WYBRANY FRAGMENT:

-----

12.07 – 25. dzień Mundialu

Brazylia – Holandia 0:3

1. Mecz o 3. miejsce to spotkanie z gatunku tych, które równie dobrze mogłyby się w ogóle nie odbyć, a i tak mało kogo by to obeszło. Na mistrzostwach Starego Kontynentu zrezygnowano z jego rozgrywania już w latach 80-tych ubiegłego wieku, jednakże FIFA najwyraźniej ani o tym myśli. W efekcie co 4 lata w wigilię wielkiego finału oglądamy starcie zespołów, które perspektywa zdobycia brązowego medalu zajmuje znacznie mniej, aniżeli fakt utraty szansy na wywalczenie medalu złotego.

2. Twa degrengolada reprezentacji Brazylii. Jeżeli komuś powinno było zależeć na zwycięstwie w tym „meczu pocieszenia”, to właśnie gospodarzom, którzy mogli w ten sposób choć częściowo zatrzeć fatalne wrażenie po półfinałowej hekatombie z Niemcami. Nic z tych rzeczy – dwie szybko stracone bramki wybiły Brazylijczykom z głowy marzenia o podium.

-----

KRÓTKIE ZADANIE: Proszę rozbudować tekst o meczu Brazylia – Holandia o dalszy ciąg, zaczynając po jego ostatnim zdaniu. Poniższe wiersze to osobny materiał.

-----

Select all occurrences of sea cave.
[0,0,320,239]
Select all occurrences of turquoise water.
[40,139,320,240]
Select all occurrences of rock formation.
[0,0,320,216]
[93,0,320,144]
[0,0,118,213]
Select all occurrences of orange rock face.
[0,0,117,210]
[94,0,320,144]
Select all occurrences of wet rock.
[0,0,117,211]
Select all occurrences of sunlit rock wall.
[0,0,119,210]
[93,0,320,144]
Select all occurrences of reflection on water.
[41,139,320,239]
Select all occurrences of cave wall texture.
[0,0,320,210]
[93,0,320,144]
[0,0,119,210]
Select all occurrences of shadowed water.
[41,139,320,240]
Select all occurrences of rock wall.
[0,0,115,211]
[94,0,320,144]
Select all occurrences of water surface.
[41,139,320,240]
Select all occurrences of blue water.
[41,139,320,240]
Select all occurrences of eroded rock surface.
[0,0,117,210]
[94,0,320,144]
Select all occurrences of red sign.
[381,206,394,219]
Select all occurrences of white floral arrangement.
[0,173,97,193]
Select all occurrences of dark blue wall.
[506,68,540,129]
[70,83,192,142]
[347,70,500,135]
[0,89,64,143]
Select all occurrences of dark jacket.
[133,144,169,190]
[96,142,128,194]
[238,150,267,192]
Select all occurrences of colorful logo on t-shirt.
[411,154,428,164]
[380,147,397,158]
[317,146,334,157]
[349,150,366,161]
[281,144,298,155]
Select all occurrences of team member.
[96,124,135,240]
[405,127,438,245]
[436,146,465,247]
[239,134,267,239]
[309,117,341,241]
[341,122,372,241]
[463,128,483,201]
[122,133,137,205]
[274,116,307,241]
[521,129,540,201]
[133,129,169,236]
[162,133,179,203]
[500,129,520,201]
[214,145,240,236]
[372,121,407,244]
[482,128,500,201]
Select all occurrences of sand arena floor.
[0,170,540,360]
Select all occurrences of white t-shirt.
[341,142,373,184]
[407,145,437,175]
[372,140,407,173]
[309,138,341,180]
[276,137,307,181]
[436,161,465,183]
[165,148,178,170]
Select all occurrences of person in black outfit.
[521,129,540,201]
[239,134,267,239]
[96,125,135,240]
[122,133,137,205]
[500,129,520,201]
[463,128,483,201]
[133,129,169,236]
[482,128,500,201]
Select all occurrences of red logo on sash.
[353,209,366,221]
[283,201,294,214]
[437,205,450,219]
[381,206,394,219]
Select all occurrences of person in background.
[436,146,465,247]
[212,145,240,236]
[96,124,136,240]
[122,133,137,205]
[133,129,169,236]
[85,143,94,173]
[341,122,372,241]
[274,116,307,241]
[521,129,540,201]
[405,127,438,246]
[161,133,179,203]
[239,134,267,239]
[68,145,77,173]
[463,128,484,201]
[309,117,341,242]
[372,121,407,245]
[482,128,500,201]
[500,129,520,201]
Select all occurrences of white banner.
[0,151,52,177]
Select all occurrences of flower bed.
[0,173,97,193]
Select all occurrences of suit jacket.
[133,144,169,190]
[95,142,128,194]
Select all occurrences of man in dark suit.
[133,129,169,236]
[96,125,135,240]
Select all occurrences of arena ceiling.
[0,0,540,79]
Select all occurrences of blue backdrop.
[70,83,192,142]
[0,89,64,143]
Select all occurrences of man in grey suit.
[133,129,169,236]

-----

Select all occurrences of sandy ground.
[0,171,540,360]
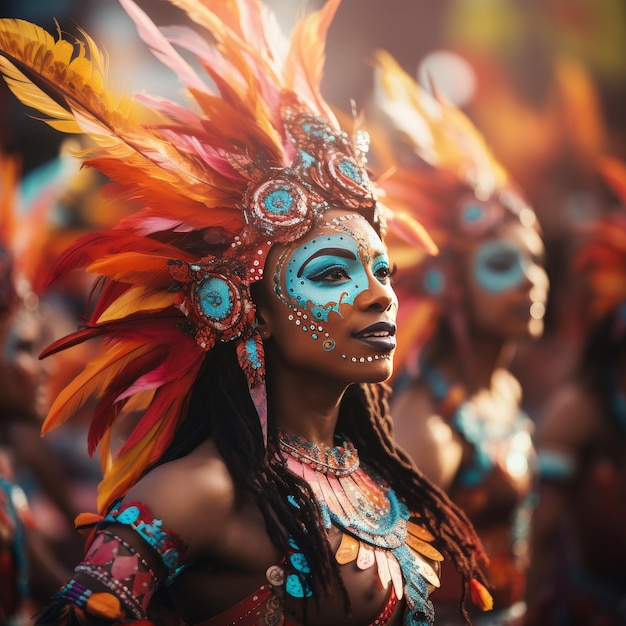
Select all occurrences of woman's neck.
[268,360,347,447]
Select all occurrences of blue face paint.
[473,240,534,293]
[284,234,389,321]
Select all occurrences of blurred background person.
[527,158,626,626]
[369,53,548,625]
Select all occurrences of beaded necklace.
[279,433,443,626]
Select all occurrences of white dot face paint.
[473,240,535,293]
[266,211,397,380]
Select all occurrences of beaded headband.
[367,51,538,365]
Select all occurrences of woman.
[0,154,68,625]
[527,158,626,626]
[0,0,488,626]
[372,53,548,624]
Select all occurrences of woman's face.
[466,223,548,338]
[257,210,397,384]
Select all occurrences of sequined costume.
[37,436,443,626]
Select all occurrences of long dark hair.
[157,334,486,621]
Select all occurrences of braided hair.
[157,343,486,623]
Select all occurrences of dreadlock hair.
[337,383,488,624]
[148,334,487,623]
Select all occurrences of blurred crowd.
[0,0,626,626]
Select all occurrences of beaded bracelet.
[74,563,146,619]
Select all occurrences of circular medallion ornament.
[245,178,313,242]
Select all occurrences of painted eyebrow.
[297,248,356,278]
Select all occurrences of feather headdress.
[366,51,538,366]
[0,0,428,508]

-----

OCZEKIWANA ODPOWIEDŹ:
3. Niby na tegorocznym Mundialu Brazylia dotarła dalej, niż na dwóch poprzednich turniejach, ale trudno oprzeć się wrażeniu, że było nam dane oglądać jedną z najsłabszych reprezentacji tego kraju w historii (i to nawet gdyby puścić w niepamięć ich półfinałowe spotkanie z Niemcami). Przeciętną w obronie (gola nie straciła tylko w zremisowanym bezbramkowo meczu fazy grupowej z Meksykiem), bezbarwną w pomocy (Oscar – przy całym dla niego szacunku – to jednak póki co nie ten rozmiar kapelusza), przeraźliwie uzależnioną od postawy Neymara (któremu też przecież daleko do klasy Romario czy Ronaldo) w ataku. Gdy w dwóch ostatnich spotkaniach napastnika Barcelony zabrakło, doszło do katastrofy.

4. Zasłużony brązowy medal dla Holandii, która w normalnym czasie gry nie przegrała na tych mistrzostwach żadnego meczu (podobnie jak Niemcy, Argentyna i… Kostaryka).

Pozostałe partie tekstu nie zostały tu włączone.